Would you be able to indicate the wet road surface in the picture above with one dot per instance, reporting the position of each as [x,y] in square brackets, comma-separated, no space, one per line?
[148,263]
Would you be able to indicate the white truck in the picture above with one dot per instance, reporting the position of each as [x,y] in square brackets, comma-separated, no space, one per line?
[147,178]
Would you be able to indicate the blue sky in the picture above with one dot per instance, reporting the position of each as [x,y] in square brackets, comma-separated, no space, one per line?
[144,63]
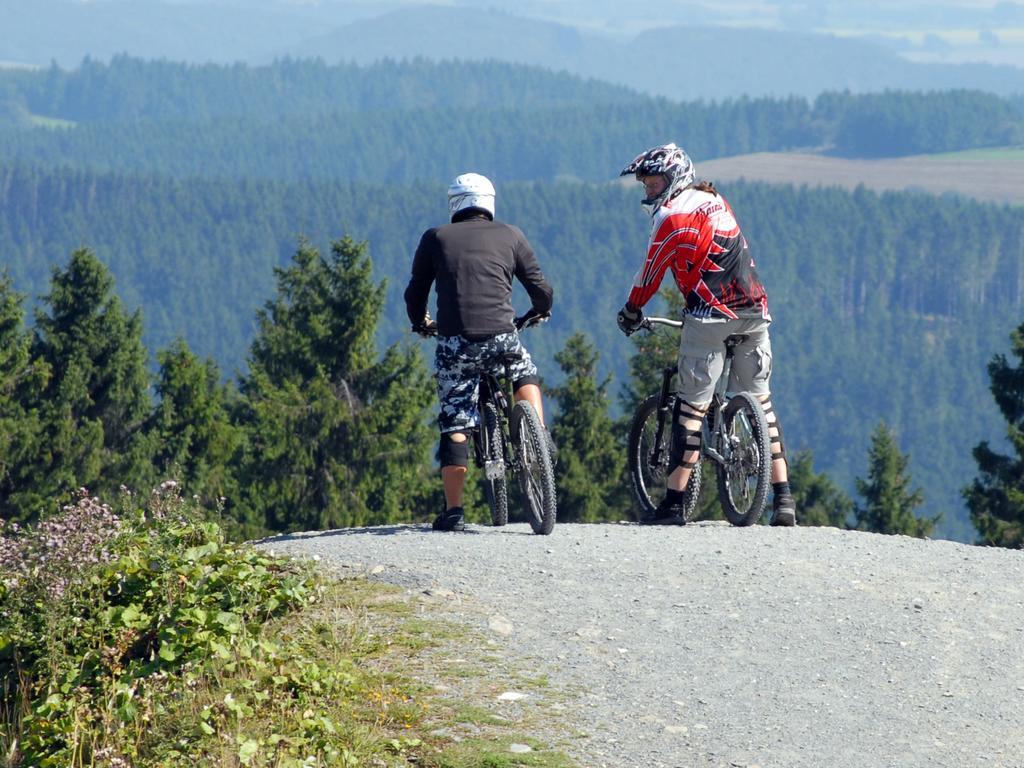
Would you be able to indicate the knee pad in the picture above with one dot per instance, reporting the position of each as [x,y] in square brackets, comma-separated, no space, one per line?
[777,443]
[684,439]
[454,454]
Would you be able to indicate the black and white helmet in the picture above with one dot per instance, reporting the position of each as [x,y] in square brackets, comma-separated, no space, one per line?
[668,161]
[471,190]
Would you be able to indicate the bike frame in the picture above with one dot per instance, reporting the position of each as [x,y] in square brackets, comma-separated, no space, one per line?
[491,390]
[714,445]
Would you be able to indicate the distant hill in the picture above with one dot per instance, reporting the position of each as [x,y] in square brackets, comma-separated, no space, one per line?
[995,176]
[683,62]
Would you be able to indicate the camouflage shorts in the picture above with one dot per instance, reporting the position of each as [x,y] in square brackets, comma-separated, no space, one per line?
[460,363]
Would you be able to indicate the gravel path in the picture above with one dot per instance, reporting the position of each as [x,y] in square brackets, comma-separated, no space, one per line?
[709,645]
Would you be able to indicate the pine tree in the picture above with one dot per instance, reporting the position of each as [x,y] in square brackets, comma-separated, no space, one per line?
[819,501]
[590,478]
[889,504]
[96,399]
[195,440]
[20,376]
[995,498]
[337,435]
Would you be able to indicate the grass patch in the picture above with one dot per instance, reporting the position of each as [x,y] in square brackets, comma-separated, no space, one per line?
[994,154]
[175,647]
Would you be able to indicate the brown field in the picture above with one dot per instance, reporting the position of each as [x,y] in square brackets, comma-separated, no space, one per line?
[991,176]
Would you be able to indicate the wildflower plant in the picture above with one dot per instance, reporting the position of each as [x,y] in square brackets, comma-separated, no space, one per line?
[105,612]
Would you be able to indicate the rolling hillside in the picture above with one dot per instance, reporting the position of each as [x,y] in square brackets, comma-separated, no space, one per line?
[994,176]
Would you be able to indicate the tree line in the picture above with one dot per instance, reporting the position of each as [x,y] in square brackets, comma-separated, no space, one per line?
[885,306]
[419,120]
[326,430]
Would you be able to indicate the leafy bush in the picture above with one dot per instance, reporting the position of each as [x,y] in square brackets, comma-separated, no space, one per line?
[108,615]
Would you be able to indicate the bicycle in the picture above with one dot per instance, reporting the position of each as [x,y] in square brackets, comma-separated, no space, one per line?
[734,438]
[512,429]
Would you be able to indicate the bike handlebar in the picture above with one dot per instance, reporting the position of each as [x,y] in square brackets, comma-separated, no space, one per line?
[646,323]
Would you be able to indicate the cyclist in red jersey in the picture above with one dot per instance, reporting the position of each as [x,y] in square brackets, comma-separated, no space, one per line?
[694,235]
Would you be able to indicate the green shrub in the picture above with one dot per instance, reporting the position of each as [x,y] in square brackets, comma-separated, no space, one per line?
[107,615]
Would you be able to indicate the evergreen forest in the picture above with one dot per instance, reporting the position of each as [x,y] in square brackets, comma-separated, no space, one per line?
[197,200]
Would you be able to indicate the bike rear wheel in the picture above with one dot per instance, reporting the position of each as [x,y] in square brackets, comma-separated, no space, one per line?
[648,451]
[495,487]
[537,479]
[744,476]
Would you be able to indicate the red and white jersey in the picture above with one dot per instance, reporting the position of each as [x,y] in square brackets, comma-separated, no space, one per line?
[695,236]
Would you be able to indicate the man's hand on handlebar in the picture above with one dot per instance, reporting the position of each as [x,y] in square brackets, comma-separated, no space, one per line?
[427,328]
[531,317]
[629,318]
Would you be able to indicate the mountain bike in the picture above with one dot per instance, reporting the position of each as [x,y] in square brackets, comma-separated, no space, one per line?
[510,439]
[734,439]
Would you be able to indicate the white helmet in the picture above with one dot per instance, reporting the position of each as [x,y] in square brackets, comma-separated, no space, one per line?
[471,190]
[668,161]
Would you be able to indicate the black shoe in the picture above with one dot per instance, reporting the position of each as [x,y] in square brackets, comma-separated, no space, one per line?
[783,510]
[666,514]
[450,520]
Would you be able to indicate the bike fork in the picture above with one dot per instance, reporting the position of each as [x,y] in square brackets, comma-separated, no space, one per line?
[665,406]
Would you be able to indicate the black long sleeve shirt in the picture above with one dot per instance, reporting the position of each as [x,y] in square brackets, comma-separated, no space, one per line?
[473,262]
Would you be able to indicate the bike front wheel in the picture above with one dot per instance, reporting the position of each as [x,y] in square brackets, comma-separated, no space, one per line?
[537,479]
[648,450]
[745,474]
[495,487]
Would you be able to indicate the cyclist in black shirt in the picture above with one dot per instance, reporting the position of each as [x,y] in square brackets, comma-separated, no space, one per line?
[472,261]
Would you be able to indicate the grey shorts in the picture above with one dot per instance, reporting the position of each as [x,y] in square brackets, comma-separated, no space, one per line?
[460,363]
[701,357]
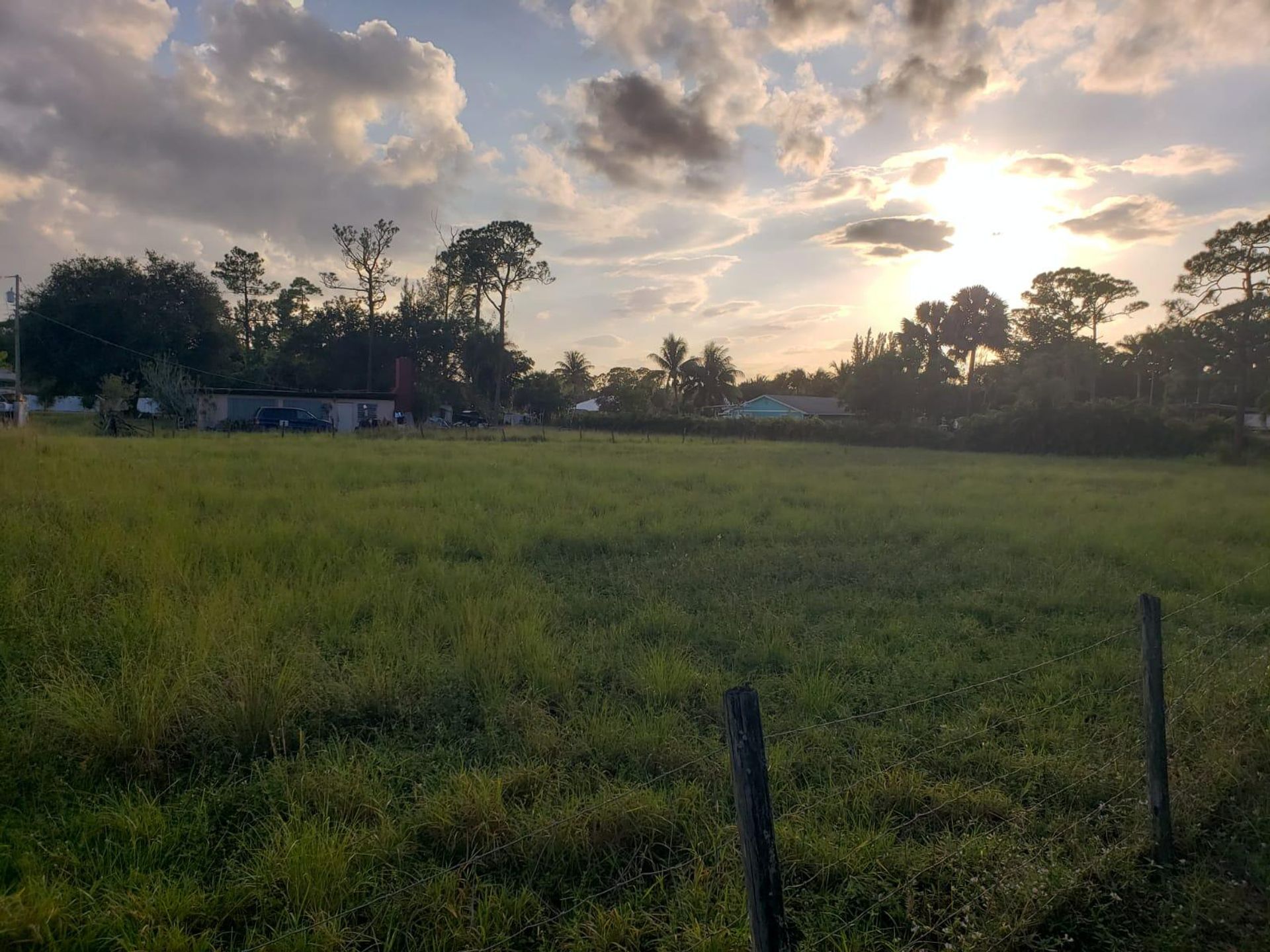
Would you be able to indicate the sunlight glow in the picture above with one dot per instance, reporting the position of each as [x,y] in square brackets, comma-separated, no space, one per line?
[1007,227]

Instructions to follow.
Reproduce every one of the lines above verbatim, leaving out the pictures.

Correct response.
Would you be able to indicate the wet road surface in the picture above with one dot per instance, reporting the position of each as [x,y] in square brackets, comma-separated, no space, one per line?
[148,263]
Would you be able to indicate the white truck in the picture above with one dot per instance, reporting the position of each as [x,y] in square brackets, comma-separated, no space, one per line?
[147,178]
Would you be able to indicate the blue sky in the picture above with one dot per instance, reporting the position of each as [x,y] in square brackets, comma-separated, no space, one per line?
[144,63]
Would you be able to indicate the knee pad in the picture above with one dot per instance, reporting the position of each as [x,y] in square brackets, comma-separated, no space, one per line?
[777,443]
[684,439]
[454,454]
Would you be able to indicate the black and white helmet in the picture above with one dot per instance, reporting the position of each as [x,y] in square brackets, comma-separated, no space, one per line?
[668,161]
[471,190]
Would you be able to indicate the bike frame in the picture above with one dot per instance, reporting the position of each as [x,y] in square brackets, comma-separated, no space, one per line?
[491,390]
[714,445]
Would you be able to indicate the distant hill in the picture above with one dot per instance, reporting the position of each as [x,y] in square brackets, comma-separated, no space, one per line?
[995,176]
[683,62]
Would you be able to indicate the camouflage shorts in the picture above with one dot per instance, reporting the position of each as [x,y] in square brackets, comma-separated, no space, one per line?
[460,363]
Would you be able to indicate the gravel path in the picture above with one dot per instance, reporting the position of each as [x,y] in square brackets, comma-separated, no space, one per line?
[709,645]
Would you be able to indicate the pine tree in the picture above with one dot per instance, reporting the position of each as [x,y] in square brackets, comma-separated, no space, one per line?
[819,501]
[590,478]
[889,504]
[96,399]
[195,440]
[20,376]
[995,498]
[337,435]
Would you be able to indicate the grass patch in the picture above with one dot per instance, reporting the position of each as [x,y] in square brackets, comma-separated, no space, one per line?
[994,154]
[175,647]
Would you be able to indicate the brown field in the picture above with one dot per instance, reporting the position of each as [x,y] in square brackets, comma-separated, no space, one per line?
[991,176]
Would you be able to indicate the wildflower plant in the picture above with one dot per instance, reporting the position of each as [x,y] in square brackets, comma-separated, no space, one per line?
[105,612]
Would you be able to indicate the rolling hillside in the picture above with one dot per instance, reporting the position of each as [x,y] in square brackets, comma-separated, no space, one per line?
[994,176]
Would you be able to indicate the tree line in the picture above with one dot per instance, reporting the position of each as [x,y] in square brackets, comma-separated, no space, one per line?
[885,306]
[419,120]
[326,430]
Would you be able to indicate the leafy bush in the picture above with one dot per instance, reporting the position of each as [x,y] in square brackets, comma-separated, no space, one per line?
[108,615]
Would you be able to indicate the bicycle in the picture above with one dot per instance, reporting the position of each as [x,y] in square brackets, comma-separated, no space, one per line?
[734,438]
[512,429]
Would you be able to indicate the bike handlebar in the picture above with one dot per instance, reporting the position of each as [x,y] in square brackets, comma-separated, no space, one per line?
[646,323]
Would you be able to indicate the cyclist in red jersey in the picture above with one dot per instance, reporting the position of each as [x,y] in square brackets, comma-separated, no space, one per line?
[694,235]
Would you be able to indicate the green shrub in the picture above with one dot per instance, reporting the position of each as [x,y] in square brackets, comma-separated, no space, one per line?
[107,615]
Would you be able to indicate the evergreen forest in the picture above with one dot per instance, reporting the position of each as [x,y] in square brackets, comma-separated, no space, one per line?
[197,200]
Would you be able to indicate the bike rear wheel in the picture above with one dot per instance, reporting the position of each as [x,y] in square brackets, comma-separated, no space, one per line?
[648,451]
[495,487]
[537,479]
[744,476]
Would you be able to indicate the red and white jersey in the picture above with one dot per instance, reporting the position of each as [x,y] in square brackets, comma-separated, no space, one per line?
[695,236]
Would you be able to indicate the man's hand on handlebar in the picture above with one dot per instance, reporting the position of each as [x,y] in square brackets, comma-separated, no space, one per line?
[427,328]
[531,317]
[629,318]
Would you be able to indicate the mountain bike in the picture above with one dot per instance, reporting the position of each as [x,y] in square brackets, comma-separated, no space, one per line?
[510,439]
[734,439]
Would you be able to indicate the white helmet in the picture above with one dot per instance, reporting the position of each as [x,y] in square brackets, comma-separated, no space, one per line?
[471,190]
[668,161]
Would you be able to indicate the black shoe in the picture above with one dot per instance, reporting the position of each as [x,y] in square brackets, comma-separated, no space, one per line?
[783,510]
[666,514]
[450,520]
Would you be able to indicate the bike fork in the picture above with one dot per instance, reporting the position of each as [x,y] in square brackets, comma-separated, no space, one per line?
[665,406]
Would you be able to indicate the black long sleeve shirt in the picture above with one dot per instance, reporting the position of each as [x,y] in square brackets, comma-separated, no space, one per line?
[473,262]
Would you be able to indicate the bike front wheel in the picture above with one dot per instance, reporting the position of each as [x,y] in square brackets, comma-separated, no space, one per line?
[537,479]
[648,450]
[745,474]
[495,487]
Would you be able to indicate the cyclist in black shirt in the picture above with one dot per instance, reporting the position of each as [x,y] in square brackets, comma-separated, no space, one per line?
[472,261]
Would you be able to indicate the grey shorts in the picture above with one dot per instance, reporting the position of each as [x,y] in square brackets, comma-separated, no space, one per line?
[460,363]
[701,357]
Would you be able to indicate the sunlight glow in the picture above with one dot per instance, reporting the position of each as [x,y] in square brackets, comma-separated, no space, one per line?
[1007,227]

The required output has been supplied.